Present every line of the listing below as a numbered list, leaving out blank lines and the pictures.

━━ Available data

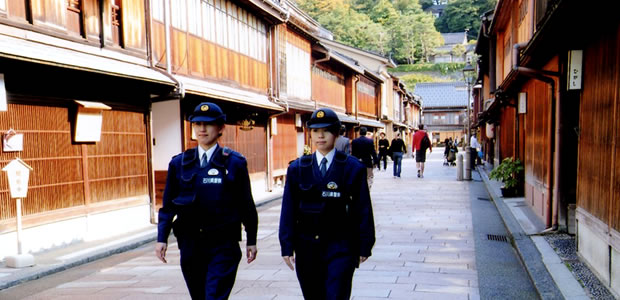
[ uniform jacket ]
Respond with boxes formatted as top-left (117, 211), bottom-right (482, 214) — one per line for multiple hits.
top-left (351, 136), bottom-right (377, 168)
top-left (279, 151), bottom-right (375, 257)
top-left (157, 145), bottom-right (258, 245)
top-left (379, 139), bottom-right (390, 154)
top-left (411, 130), bottom-right (433, 151)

━━━━

### [Solution to this task]
1. [ uniform jacket ]
2. Respond with boxes formatted as top-left (117, 211), bottom-right (482, 214) — one per line for multiple hits.
3. top-left (351, 136), bottom-right (377, 168)
4. top-left (279, 151), bottom-right (375, 257)
5. top-left (157, 145), bottom-right (258, 245)
6. top-left (379, 139), bottom-right (390, 154)
7. top-left (411, 130), bottom-right (433, 151)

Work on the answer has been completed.